INSTRUCTIONS TO FOLLOW -
Take the records underneath and set them down exactly.

────────

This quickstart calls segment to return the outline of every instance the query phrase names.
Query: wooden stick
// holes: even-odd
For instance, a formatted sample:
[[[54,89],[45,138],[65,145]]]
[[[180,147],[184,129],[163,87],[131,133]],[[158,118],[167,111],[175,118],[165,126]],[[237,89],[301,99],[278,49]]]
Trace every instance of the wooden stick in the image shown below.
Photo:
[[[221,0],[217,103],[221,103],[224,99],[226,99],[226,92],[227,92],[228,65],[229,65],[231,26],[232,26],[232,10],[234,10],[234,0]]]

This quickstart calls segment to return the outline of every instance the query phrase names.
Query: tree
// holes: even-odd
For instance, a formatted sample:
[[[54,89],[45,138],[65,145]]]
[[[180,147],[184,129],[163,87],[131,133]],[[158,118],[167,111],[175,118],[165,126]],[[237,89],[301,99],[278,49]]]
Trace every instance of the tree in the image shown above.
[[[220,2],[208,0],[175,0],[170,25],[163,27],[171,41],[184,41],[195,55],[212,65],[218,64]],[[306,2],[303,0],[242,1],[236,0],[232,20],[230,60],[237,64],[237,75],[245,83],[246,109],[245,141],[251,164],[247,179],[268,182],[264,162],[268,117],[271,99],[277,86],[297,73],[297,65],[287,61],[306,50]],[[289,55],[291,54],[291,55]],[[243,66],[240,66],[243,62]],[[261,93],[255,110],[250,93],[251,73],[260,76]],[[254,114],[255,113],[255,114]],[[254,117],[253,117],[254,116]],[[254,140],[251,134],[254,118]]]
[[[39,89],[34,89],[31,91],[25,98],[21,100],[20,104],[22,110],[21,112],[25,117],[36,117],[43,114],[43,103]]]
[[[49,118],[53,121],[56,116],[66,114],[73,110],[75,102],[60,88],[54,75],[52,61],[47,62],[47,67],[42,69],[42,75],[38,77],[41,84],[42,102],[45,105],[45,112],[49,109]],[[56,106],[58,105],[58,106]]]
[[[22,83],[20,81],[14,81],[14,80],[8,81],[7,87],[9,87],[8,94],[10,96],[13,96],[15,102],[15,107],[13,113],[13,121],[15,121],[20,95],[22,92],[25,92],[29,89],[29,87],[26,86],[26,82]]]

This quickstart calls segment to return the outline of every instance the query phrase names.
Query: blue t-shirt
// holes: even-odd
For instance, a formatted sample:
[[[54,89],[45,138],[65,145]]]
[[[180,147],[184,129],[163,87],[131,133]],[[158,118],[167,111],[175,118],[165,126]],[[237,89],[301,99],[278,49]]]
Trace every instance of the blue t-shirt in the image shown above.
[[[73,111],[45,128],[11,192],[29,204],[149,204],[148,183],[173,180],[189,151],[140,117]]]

────────

RESPONSE -
This quickstart calls segment to return the outline of every instance the query phrase names.
Query: wooden stick
// holes: even-odd
For instance, a formatted sample:
[[[54,89],[45,138],[65,145]]]
[[[180,147],[184,129],[163,87],[131,133]],[[158,118],[167,111],[175,118],[165,126]],[[237,89],[301,99],[278,49]]]
Trace every instance of the wooden stick in the image shown below.
Photo:
[[[221,0],[217,103],[221,103],[224,99],[226,99],[226,92],[227,92],[228,65],[229,65],[231,26],[232,26],[232,10],[234,10],[234,0]]]

This quickstart calls segment to return the outline of every instance the query phrase names.
Query: tree
// holes: even-odd
For instance, a formatted sample:
[[[54,89],[45,138],[65,145]]]
[[[180,147],[184,129],[163,87],[131,133]],[[158,118],[167,111],[175,118],[165,126]],[[237,89],[301,99],[278,49]]]
Trace every instance of the tree in the image shown above.
[[[220,2],[208,0],[175,0],[170,25],[163,27],[171,41],[184,41],[195,55],[212,65],[218,64]],[[306,2],[303,0],[242,1],[236,0],[232,20],[230,60],[237,64],[237,75],[245,83],[246,109],[245,141],[251,164],[247,179],[268,182],[264,162],[268,117],[271,99],[277,86],[297,73],[297,65],[287,61],[306,50]],[[289,55],[291,54],[291,55]],[[243,66],[240,66],[243,62]],[[261,93],[255,110],[250,93],[251,73],[260,76]],[[254,114],[255,113],[255,114]],[[254,117],[253,117],[254,116]],[[254,140],[251,134],[254,118]]]
[[[39,89],[34,89],[31,91],[25,98],[21,100],[20,104],[22,110],[21,112],[25,117],[36,117],[43,114],[43,103]]]
[[[49,118],[53,121],[56,116],[66,114],[73,110],[75,102],[60,88],[54,75],[52,61],[47,62],[47,67],[42,69],[42,75],[38,77],[41,84],[42,102],[45,105],[45,112],[49,109]],[[56,106],[58,105],[58,106]]]
[[[22,83],[20,81],[14,81],[14,80],[8,81],[7,87],[9,87],[8,94],[10,96],[13,96],[15,102],[15,107],[13,113],[13,121],[15,121],[20,95],[22,92],[25,92],[29,89],[29,87],[26,86],[26,82]]]

This quickstart calls segment to return the outline of every instance the query phrase names.
Query: blue t-shirt
// holes: even-odd
For instance, a formatted sample:
[[[54,89],[45,138],[65,145]]]
[[[180,147],[184,129],[163,87],[131,133]],[[158,118],[167,111],[175,118],[165,126]],[[237,89],[301,99],[278,49]]]
Trace every instance of the blue t-shirt in the image shown above.
[[[73,111],[45,128],[11,192],[29,204],[149,204],[148,183],[173,180],[189,151],[140,117]]]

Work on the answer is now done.